--- Reading passage Enclosed Below ---

Increased GM activity, although not statistically significant, was found in subjects with LBP. According to Van Wingerden [37], GM has an important role in sacroiliac joint (SIJ) stability because of its perpendicular fibers to the SIJ. Therefore, any pain and pelvic instability can lead to increased muscle activity especially in tasks that are required hip extension to enhance the SIJ stability. However, about 2-20% of the patients suffering from LBP have SIJ dysfunctions [38], while most of the patients in this study demonstrated increased GM muscle EMG activity. However, in this study we did not differentiate the SIJ pain. More research is needed to resolve the existing ambiguities in this area.

Increased activity of the HAM in women with LBP may be due to high fatigability [39] and poor endurance of the lumbar ES muscles [40, 41]. As a result, increased HAM activity is an adaptive mechanism following lumbar muscles fatigue and possibly weakness in those muscles [42]. GM, BF, ES and latissimus dorsi are the key structures in providing SIJ stability [43]. Decrease in endurance of ES in subjects with LBP may relax the sacrotuberous ligament which is considered as the primary stabilizer structure in the SIJ [44]. The HAM can affect on sacrotuberous ligament by its proximal attachment to this ligament. It is thought that increased HAM activity in patients with LBP may be a compensatory functional mechanism resulting from this situation [44]. Considering difference in muscle activity pattern during PHE between subjects with and without LBP, PHE can be used as either an evaluation tool or a rehabilitation exercise for the subjects with LBP.

However, we acknowledge several important limitations. One of the limitations and weakness of this study was the sample size.

--- End of Enclosed Reading passage ---
--- Stored data Enclosed Below ---

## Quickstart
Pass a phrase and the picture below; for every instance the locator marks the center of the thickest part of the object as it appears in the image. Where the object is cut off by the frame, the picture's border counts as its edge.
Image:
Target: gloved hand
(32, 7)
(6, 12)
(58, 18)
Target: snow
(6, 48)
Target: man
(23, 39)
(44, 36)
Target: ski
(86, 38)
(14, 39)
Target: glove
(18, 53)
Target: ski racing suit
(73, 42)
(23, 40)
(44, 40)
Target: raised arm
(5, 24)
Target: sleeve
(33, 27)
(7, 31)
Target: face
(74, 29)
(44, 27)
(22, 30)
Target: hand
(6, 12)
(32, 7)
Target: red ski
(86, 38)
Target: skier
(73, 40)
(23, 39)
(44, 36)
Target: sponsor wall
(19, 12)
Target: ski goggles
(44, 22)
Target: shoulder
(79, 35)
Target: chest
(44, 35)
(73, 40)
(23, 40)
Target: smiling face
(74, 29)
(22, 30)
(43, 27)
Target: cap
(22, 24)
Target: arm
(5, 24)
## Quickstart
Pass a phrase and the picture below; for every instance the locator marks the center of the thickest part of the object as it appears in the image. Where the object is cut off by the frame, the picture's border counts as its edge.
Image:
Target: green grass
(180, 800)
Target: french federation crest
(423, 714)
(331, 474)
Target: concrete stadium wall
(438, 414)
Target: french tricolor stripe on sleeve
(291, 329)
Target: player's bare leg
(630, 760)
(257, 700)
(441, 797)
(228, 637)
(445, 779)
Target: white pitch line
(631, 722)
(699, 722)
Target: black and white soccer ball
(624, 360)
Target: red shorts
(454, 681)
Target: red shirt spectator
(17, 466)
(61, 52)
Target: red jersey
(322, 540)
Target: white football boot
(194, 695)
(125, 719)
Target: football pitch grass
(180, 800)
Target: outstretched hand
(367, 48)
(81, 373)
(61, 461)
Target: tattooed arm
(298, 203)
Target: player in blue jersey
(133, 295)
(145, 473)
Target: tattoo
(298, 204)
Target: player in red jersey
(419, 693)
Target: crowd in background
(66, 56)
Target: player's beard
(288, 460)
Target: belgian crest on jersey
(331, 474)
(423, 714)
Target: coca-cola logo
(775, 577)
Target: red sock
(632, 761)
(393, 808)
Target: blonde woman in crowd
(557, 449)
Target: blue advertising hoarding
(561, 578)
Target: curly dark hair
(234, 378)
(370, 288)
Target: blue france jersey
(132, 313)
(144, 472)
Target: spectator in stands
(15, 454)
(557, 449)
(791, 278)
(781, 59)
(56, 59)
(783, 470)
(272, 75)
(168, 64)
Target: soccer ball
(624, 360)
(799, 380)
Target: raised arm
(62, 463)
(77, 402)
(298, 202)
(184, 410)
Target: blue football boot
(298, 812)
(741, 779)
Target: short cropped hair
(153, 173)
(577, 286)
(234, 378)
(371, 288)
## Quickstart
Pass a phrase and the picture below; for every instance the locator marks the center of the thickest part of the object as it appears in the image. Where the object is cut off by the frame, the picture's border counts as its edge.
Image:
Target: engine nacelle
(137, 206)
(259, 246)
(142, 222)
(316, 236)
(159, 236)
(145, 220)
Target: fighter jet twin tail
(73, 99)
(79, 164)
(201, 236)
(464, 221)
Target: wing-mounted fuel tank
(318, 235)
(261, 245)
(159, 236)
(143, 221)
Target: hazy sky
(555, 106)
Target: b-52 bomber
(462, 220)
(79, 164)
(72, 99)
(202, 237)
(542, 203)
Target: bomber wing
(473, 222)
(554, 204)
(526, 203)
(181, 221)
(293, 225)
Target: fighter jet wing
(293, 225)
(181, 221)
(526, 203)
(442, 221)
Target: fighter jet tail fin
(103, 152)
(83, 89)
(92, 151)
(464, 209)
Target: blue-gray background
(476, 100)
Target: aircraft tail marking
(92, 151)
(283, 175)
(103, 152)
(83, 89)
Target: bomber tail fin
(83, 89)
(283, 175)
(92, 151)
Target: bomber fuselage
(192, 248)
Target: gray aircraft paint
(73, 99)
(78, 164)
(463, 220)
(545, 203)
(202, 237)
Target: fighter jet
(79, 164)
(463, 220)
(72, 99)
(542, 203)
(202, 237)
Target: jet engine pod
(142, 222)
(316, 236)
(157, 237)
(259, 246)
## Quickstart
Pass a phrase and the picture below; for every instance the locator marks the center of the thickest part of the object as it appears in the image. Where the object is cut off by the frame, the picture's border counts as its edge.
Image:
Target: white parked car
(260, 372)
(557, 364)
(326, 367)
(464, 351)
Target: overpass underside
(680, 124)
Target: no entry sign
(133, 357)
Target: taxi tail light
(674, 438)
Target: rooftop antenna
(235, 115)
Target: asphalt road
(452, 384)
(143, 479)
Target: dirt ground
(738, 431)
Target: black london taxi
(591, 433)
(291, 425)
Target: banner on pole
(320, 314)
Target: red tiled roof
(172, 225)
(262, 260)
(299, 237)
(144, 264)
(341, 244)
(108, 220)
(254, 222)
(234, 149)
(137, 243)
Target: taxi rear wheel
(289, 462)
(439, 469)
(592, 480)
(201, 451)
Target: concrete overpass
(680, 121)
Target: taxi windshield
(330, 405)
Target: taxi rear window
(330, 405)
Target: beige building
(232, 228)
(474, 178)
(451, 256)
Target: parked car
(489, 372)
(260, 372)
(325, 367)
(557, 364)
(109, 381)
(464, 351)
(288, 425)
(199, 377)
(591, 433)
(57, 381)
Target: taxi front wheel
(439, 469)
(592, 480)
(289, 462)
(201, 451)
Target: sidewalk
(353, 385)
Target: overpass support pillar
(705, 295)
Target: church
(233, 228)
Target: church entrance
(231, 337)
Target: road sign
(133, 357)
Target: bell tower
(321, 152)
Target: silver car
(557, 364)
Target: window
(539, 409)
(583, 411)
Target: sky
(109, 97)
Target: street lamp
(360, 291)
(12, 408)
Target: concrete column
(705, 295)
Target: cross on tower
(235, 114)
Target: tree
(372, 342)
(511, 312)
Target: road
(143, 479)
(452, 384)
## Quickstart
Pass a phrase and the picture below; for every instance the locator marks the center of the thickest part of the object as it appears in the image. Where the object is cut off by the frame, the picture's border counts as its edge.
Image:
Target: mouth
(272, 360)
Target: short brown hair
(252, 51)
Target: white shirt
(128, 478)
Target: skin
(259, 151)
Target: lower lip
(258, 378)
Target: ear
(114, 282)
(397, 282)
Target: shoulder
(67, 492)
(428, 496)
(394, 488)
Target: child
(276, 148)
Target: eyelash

--- End of Enclosed Stored data ---

→ Exercise requirements:
1. Which structures does the passage on low back pain name as key to providing SIJ stability?
2. How would you render this sentence from the passage on low back pain in Spanish: "More research is needed to resolve the existing ambiguities in this area."?
3. Could you write what comes next in the passage on low back pain, picking up right after its sentence about the sample size?
This data comes from a source separate from the passage on low back pain.

→ Expected results:
1. GM, BF, ES and latissimus dorsi

2. Se necesita más investigación para resolver las ambigüedades existentes en esta área.

3.
One point must be considered with regard to generalizing the present results, is the sample population. In this study, only women were recruited and men were not included. Therefore the results of this study may be more applicable to female subjects, who constituted the participants and could not be extrapolated to the men. It is suggested to perform this study in men to compare data between men and women.

EMG measurements do not always guarantee magnitude of force production and therefore muscle strength, as in some cases an inhibited muscle may be working harder than normal to produce the required force for a particular task. The timing of muscle activity in addition to EMG amplitude can provide more useful information regarding the muscular activation pattern.

Another area of concern in our study was this issue that LBP women were not categorized as with or without SIJ involvement.

Conclusions

The results of this study indicate higher maximal amplitude of normalized electrical activity of the IES, CES in patients with chronic LBP compared to those without LBP. The normalized electrical activity of the GM and HAM, although not statistically significant, was also greater in women with LBP than healthy subjects. These findings demonstrate an altered activity pattern of the lumbo-pelvic muscles during hip extension in patients with chronic LBP. This information is important for investigators using PHE as either an evaluation tool or a rehabilitation exercise.